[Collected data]
┄┄┄┄┄┄

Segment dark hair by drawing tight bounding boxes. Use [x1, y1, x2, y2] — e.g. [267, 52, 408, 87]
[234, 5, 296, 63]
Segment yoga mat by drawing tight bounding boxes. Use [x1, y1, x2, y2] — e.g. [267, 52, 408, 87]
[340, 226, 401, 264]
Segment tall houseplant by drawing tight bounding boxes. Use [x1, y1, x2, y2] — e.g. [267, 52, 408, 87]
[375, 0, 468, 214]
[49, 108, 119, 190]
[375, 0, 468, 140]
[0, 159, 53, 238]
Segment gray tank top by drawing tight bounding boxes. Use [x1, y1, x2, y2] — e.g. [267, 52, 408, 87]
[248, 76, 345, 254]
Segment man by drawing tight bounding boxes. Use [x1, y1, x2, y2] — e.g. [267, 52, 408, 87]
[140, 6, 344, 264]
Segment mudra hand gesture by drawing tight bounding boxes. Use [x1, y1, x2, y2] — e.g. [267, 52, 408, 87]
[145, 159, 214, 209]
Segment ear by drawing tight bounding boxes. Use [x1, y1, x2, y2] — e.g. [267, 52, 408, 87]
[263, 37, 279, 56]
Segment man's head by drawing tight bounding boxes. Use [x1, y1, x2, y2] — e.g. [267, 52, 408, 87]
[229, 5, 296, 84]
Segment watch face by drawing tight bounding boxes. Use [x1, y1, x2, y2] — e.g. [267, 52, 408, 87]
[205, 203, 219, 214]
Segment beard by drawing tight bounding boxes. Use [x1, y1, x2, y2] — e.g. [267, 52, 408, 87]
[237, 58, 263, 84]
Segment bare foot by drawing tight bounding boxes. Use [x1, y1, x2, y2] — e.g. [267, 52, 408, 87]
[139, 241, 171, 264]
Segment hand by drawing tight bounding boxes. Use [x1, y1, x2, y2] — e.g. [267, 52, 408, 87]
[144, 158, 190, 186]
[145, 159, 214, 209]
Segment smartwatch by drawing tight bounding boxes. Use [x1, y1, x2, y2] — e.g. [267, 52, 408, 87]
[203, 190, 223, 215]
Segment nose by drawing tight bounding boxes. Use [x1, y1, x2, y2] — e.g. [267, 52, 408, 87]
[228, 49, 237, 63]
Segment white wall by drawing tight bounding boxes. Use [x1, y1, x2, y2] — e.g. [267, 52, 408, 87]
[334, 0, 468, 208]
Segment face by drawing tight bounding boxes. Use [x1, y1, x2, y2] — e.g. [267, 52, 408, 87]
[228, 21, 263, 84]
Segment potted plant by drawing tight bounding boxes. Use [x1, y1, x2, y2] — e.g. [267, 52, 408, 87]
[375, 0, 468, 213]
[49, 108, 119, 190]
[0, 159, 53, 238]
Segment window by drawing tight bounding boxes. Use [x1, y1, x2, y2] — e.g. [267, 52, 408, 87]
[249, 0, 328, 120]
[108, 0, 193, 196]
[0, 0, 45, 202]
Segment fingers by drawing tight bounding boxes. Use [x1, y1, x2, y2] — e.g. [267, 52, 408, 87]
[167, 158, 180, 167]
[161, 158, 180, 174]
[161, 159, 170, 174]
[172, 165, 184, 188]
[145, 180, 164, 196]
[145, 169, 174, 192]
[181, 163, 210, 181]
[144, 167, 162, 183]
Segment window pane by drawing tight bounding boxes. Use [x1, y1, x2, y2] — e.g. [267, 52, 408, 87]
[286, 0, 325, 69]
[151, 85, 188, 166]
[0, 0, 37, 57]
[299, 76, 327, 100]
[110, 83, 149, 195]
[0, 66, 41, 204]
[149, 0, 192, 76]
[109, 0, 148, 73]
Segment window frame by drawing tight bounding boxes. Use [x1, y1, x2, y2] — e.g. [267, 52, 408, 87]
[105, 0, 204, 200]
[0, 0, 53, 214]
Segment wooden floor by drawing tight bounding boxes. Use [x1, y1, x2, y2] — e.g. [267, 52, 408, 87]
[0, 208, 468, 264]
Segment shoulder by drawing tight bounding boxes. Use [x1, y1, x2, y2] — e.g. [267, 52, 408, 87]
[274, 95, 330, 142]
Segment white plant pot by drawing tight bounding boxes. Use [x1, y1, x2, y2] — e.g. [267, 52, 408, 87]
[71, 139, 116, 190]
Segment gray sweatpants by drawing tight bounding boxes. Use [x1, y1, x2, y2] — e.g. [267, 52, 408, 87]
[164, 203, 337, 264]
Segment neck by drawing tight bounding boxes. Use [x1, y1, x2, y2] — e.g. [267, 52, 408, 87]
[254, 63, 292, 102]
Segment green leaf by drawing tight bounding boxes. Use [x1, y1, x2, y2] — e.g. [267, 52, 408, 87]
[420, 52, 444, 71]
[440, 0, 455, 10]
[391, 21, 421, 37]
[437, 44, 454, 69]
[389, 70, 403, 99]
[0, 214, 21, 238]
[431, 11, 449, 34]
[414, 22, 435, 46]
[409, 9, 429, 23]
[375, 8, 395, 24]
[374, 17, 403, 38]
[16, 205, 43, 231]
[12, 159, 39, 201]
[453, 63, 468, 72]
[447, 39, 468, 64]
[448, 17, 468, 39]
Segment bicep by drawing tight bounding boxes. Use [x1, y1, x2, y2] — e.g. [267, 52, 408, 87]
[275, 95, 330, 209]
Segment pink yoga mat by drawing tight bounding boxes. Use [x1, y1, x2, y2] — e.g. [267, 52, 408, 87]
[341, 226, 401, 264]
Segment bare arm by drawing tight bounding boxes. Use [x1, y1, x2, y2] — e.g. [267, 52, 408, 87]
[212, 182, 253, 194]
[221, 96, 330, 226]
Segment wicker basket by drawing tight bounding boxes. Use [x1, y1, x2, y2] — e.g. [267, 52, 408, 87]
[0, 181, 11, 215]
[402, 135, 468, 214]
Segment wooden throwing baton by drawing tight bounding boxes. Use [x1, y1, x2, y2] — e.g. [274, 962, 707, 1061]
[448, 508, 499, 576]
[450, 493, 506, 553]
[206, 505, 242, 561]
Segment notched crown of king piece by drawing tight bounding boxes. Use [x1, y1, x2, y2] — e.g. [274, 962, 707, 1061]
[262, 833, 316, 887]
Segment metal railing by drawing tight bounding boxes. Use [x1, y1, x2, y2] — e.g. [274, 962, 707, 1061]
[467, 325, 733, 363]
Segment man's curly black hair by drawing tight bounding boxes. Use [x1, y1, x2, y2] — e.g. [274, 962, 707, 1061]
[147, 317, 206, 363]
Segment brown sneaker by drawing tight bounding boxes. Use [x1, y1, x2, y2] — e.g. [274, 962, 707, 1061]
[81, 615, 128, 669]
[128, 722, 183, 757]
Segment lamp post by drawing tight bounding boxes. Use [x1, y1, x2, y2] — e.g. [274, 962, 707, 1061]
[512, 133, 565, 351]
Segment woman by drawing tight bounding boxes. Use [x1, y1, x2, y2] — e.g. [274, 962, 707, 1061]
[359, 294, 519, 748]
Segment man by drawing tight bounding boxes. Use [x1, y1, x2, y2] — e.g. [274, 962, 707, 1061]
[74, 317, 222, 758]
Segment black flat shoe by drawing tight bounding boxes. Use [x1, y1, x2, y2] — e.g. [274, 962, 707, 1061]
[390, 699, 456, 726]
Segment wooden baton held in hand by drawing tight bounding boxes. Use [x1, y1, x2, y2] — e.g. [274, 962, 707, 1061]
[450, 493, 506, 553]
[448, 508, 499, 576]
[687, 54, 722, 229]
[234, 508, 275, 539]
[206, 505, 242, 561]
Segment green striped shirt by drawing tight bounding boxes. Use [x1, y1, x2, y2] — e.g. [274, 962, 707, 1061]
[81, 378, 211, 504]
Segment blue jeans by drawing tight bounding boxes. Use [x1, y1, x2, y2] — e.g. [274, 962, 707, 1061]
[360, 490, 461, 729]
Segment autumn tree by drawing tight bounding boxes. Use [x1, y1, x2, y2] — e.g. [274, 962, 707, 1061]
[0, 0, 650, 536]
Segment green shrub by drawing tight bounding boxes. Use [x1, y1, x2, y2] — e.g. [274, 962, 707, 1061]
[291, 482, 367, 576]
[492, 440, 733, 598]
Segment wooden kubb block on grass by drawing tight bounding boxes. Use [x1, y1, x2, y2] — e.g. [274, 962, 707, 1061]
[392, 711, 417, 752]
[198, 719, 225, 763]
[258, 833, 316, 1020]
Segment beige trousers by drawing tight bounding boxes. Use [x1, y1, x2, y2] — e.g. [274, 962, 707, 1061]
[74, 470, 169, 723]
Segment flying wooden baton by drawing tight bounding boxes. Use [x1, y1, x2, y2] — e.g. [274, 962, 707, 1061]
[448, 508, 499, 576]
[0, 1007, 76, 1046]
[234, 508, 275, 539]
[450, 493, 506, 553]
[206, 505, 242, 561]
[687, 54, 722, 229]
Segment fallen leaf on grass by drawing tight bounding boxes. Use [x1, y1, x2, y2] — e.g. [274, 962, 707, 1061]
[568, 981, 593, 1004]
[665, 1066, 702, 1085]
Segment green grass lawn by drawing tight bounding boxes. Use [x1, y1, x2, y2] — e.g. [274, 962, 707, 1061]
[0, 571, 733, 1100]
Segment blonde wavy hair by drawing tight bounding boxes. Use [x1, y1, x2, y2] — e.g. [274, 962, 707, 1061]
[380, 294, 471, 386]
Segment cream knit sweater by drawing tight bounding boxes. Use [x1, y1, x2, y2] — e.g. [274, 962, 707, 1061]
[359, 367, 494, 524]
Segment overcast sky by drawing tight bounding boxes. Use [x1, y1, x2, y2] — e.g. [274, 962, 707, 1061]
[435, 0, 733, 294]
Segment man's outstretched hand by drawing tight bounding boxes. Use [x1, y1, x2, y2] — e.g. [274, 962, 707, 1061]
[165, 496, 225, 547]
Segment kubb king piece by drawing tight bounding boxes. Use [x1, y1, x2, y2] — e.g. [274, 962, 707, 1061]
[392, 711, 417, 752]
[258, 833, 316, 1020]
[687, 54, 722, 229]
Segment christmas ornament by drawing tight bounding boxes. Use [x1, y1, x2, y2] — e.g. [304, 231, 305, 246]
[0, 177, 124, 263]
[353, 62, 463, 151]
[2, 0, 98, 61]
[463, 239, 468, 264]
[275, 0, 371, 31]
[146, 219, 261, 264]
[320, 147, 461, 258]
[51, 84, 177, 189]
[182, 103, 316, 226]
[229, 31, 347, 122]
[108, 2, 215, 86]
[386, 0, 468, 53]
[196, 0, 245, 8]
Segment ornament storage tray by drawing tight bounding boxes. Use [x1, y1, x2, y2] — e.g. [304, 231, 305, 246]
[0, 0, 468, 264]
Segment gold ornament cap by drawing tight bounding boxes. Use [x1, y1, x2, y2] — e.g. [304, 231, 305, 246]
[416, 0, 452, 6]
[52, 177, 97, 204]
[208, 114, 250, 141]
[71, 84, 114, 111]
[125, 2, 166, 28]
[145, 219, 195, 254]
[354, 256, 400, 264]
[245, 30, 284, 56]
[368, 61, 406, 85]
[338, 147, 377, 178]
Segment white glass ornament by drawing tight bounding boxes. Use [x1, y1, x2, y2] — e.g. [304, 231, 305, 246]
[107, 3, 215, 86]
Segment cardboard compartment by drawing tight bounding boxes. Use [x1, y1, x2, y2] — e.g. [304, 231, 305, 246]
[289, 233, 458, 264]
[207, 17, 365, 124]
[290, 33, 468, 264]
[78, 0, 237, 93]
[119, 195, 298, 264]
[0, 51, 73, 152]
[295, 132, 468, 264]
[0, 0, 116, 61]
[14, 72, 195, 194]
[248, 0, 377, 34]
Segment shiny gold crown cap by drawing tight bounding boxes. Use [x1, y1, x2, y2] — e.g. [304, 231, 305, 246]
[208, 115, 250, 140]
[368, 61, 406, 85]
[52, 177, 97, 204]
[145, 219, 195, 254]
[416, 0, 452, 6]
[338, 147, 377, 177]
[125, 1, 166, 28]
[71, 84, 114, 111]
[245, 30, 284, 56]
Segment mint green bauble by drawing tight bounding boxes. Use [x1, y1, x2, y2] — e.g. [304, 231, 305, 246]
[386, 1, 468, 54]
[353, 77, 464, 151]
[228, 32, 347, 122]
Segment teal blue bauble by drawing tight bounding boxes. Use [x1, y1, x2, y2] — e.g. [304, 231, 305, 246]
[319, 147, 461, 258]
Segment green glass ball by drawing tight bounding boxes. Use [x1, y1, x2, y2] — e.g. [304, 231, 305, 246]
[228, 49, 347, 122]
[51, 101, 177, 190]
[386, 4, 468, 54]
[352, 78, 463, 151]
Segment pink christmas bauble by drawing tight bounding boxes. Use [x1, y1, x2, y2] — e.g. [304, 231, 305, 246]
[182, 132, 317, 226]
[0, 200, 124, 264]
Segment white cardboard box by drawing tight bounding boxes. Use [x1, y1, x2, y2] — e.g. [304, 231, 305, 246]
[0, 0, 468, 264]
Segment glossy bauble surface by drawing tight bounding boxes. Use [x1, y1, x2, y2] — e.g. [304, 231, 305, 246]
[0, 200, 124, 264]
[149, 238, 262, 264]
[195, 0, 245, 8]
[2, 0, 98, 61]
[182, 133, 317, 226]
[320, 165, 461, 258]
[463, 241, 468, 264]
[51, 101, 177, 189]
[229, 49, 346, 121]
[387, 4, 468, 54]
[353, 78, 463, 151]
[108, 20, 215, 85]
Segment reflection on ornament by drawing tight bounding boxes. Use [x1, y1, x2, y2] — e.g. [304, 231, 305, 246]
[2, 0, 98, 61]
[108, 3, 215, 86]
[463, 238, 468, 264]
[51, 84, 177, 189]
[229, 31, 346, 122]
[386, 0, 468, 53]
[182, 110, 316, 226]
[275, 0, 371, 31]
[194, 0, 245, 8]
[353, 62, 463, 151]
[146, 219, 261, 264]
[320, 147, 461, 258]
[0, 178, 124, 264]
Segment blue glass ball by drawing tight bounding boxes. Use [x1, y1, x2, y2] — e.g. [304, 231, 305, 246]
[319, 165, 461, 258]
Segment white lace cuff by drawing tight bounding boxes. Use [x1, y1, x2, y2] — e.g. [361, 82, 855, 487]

┄┄┄┄┄┄

* _What is needed_: Convert the collected data above, from its first line through the line containing "[340, 226, 401, 264]" (both included), into a two-column CSV headed text and answer. Each line's text and the answer that follows it go in one row, each value in its own quoted field, with any line breaks turned into spaces.

* _Answer_:
text,answer
"Segment dark hair by drawing tight bounding boxes. Use [x1, y1, x2, y2] — e.g. [267, 52, 408, 87]","[234, 5, 296, 63]"
"Segment yoga mat by drawing tight bounding boxes. Use [x1, y1, x2, y2] — e.g. [267, 52, 408, 87]","[340, 226, 401, 264]"